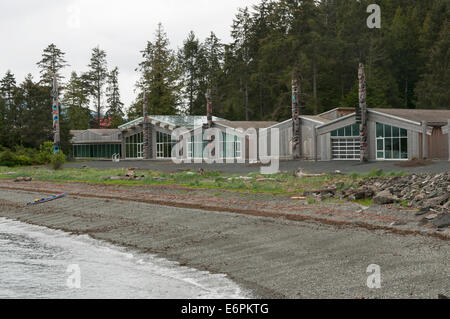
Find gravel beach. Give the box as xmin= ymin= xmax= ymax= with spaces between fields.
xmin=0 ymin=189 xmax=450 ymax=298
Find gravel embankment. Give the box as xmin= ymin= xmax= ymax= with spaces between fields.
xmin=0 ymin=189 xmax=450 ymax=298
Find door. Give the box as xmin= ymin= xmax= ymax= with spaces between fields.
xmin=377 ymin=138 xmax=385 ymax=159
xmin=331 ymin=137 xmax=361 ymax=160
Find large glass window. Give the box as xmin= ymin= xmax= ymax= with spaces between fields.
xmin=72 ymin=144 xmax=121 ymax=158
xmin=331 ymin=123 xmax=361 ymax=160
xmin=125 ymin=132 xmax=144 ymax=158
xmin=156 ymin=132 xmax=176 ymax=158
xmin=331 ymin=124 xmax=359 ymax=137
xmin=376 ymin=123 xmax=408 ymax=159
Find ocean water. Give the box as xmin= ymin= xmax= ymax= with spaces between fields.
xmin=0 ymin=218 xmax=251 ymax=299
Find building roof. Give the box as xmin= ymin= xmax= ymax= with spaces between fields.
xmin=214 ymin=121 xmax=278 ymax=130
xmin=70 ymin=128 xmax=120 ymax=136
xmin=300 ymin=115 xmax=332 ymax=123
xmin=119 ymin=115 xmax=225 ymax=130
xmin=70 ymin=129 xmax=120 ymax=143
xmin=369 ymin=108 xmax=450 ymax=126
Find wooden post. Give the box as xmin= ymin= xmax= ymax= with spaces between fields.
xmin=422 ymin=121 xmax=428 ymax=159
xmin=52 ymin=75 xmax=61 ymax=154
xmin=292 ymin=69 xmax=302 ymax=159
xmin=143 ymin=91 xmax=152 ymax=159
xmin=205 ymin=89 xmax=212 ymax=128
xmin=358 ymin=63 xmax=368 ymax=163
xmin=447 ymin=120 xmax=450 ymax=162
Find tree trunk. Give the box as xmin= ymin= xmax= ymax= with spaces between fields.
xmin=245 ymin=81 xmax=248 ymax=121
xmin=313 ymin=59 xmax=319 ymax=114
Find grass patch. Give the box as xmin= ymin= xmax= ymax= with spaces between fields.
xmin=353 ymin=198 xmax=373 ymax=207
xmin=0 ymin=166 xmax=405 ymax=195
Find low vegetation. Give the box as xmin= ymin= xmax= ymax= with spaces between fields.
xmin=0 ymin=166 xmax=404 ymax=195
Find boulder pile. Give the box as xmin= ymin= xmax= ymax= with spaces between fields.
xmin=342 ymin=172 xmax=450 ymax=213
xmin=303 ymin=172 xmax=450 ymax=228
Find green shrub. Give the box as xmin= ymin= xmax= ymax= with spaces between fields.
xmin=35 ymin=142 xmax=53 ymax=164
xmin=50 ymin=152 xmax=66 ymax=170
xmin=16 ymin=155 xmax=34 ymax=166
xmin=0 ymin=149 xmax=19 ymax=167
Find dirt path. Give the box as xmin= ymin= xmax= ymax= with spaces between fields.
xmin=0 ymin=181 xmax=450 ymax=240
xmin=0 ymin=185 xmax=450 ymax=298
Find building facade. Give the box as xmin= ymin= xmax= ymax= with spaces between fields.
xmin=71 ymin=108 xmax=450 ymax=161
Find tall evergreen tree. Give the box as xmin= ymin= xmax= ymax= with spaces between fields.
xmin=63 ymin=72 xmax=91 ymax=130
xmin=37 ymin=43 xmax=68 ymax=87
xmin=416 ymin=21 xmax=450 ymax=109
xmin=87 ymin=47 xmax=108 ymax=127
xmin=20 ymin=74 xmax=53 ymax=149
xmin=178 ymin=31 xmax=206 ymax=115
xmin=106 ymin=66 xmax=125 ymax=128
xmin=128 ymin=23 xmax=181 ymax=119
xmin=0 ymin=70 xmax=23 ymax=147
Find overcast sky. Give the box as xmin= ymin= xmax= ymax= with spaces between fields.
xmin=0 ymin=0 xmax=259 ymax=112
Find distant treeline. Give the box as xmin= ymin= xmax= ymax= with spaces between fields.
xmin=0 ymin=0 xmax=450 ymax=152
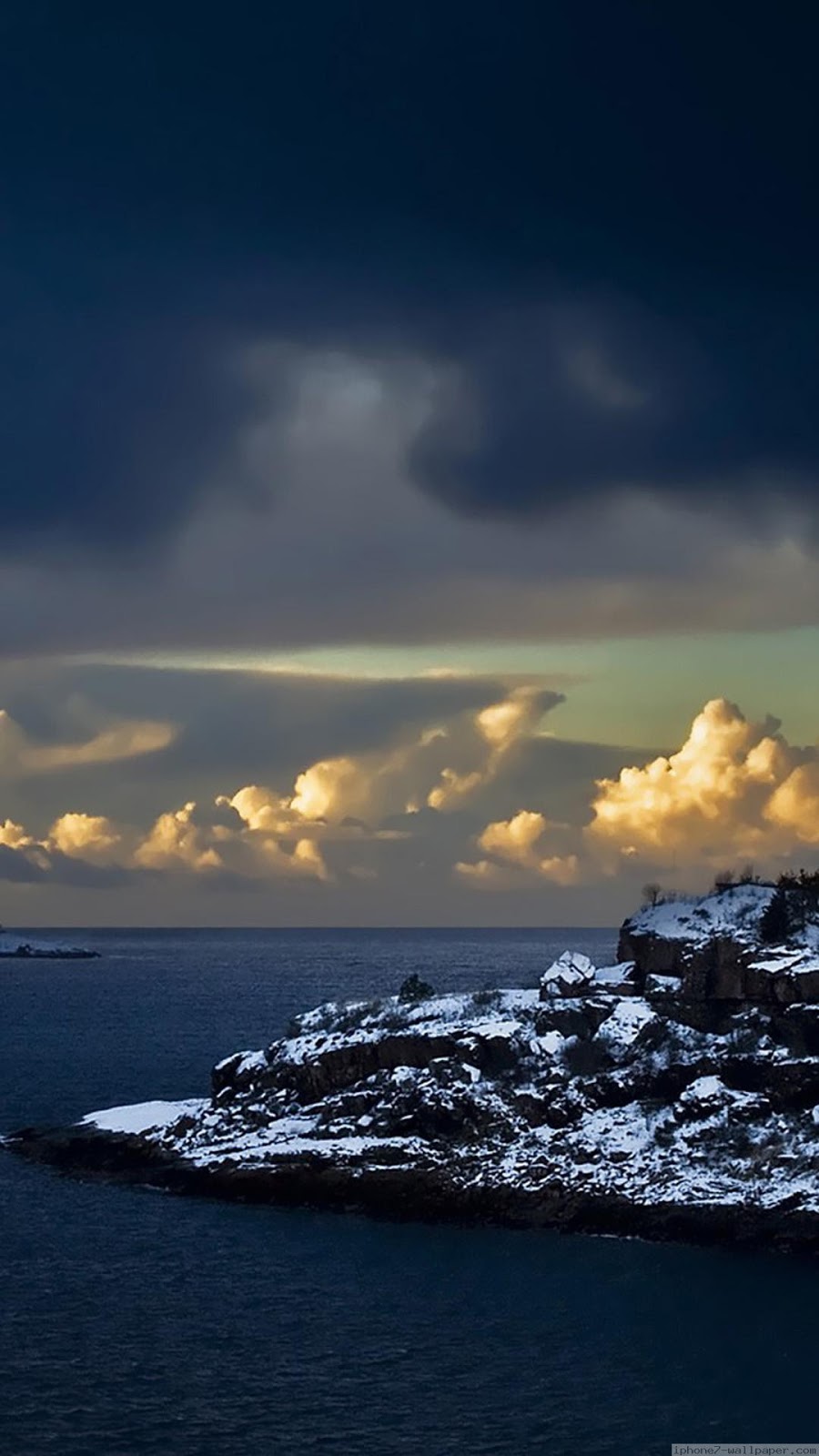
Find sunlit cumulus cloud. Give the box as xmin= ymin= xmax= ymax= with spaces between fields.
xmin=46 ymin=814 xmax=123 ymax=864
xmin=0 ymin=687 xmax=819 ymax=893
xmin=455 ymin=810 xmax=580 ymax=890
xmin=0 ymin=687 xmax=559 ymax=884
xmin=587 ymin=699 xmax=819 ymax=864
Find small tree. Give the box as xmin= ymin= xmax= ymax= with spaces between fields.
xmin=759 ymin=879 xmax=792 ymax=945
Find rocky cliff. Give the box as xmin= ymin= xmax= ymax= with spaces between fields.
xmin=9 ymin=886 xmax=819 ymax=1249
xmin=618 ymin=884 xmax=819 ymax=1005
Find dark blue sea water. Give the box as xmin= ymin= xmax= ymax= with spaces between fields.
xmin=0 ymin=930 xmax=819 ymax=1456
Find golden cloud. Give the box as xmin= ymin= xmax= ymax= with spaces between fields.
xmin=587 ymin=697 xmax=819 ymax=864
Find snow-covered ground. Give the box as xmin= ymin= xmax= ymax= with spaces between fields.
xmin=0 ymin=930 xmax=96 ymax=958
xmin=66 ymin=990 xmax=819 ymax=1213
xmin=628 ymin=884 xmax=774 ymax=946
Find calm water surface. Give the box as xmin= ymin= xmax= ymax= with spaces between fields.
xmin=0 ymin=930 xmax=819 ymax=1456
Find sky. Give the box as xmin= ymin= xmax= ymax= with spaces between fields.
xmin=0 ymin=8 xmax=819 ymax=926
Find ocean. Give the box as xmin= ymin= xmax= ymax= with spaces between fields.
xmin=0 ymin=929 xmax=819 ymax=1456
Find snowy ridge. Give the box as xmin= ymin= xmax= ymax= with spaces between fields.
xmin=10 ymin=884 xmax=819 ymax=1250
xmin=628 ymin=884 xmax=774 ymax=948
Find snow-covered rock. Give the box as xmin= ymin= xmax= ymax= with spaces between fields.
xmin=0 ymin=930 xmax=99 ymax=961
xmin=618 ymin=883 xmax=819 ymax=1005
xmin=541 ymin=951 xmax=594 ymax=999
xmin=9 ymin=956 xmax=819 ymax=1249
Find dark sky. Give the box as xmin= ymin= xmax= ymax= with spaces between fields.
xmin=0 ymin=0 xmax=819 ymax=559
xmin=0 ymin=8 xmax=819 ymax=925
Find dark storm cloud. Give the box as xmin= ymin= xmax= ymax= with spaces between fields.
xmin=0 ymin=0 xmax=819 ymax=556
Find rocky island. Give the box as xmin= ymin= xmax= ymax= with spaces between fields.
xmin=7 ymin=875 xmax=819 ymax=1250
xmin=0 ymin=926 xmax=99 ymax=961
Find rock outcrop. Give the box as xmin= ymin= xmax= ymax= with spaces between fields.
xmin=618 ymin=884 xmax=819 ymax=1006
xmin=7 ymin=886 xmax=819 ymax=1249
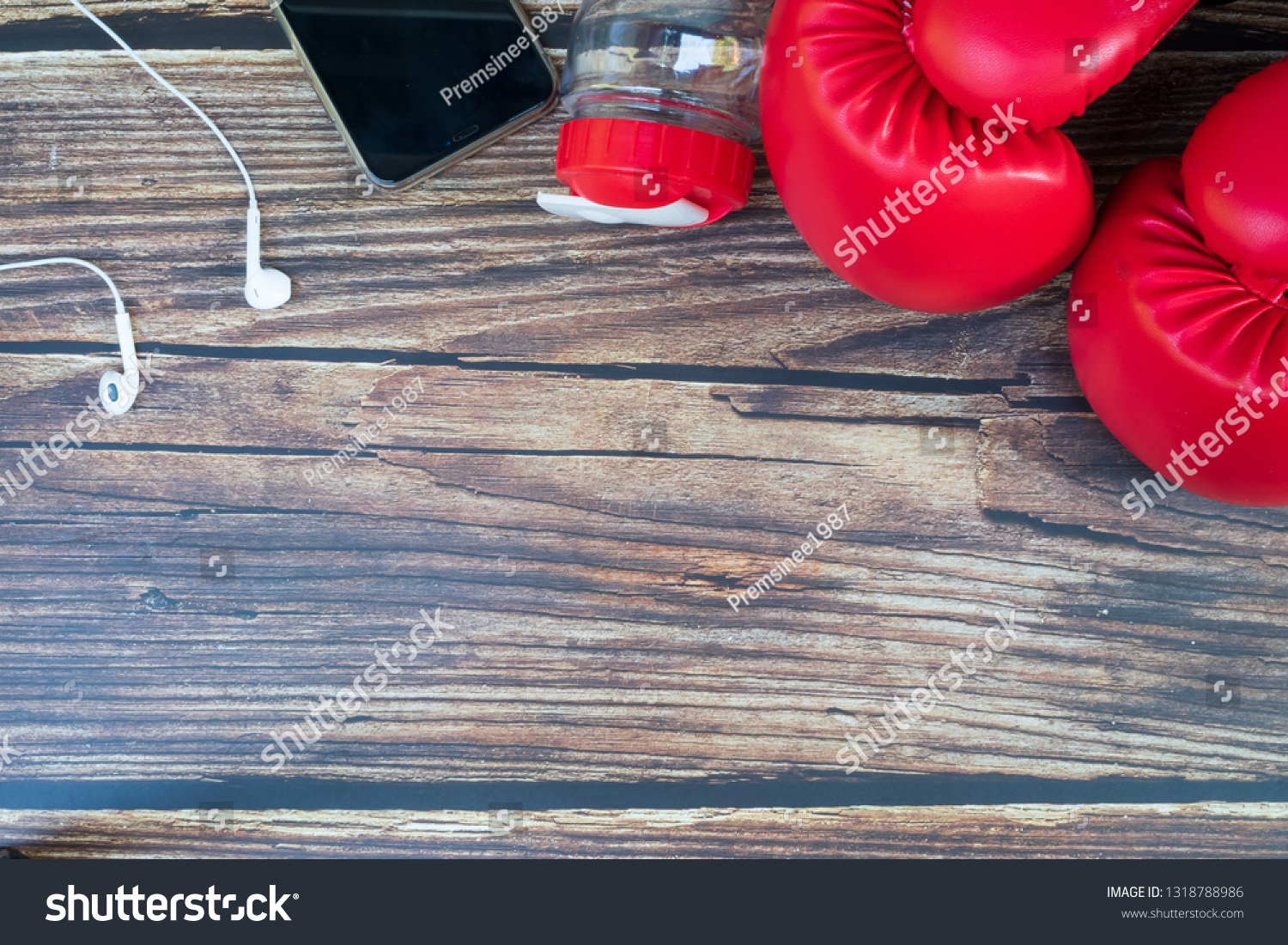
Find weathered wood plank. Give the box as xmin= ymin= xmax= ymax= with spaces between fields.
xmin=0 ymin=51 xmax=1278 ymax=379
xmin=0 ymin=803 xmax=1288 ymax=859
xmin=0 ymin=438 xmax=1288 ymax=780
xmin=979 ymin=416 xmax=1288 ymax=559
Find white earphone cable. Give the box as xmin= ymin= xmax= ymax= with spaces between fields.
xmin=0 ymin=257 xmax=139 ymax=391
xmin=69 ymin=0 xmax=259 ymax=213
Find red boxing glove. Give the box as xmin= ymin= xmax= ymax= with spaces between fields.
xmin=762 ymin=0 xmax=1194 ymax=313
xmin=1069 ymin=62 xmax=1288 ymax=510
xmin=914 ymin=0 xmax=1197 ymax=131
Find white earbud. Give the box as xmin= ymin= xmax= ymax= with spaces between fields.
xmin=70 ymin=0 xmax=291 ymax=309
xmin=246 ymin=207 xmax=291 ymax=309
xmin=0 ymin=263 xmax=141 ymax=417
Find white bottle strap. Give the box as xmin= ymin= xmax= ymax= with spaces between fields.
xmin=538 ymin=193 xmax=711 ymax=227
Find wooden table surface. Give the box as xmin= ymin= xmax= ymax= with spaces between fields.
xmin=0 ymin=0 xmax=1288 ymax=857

--------------------------------

_PROBLEM TO SOLVE_. Copy out the lines between the one holding "Find door. Give" and the one holding "xmin=376 ymin=123 xmax=408 ymax=159", inclusive.

_FINISHED ANSWER_.
Find door. Give the box as xmin= ymin= xmax= ymax= with spaces between fields.
xmin=377 ymin=138 xmax=385 ymax=159
xmin=331 ymin=137 xmax=361 ymax=160
Find large glass window. Give the box as xmin= ymin= xmax= ymax= with spaces between fields.
xmin=72 ymin=144 xmax=121 ymax=158
xmin=331 ymin=123 xmax=361 ymax=160
xmin=125 ymin=132 xmax=144 ymax=158
xmin=156 ymin=132 xmax=176 ymax=158
xmin=331 ymin=124 xmax=359 ymax=137
xmin=376 ymin=123 xmax=408 ymax=159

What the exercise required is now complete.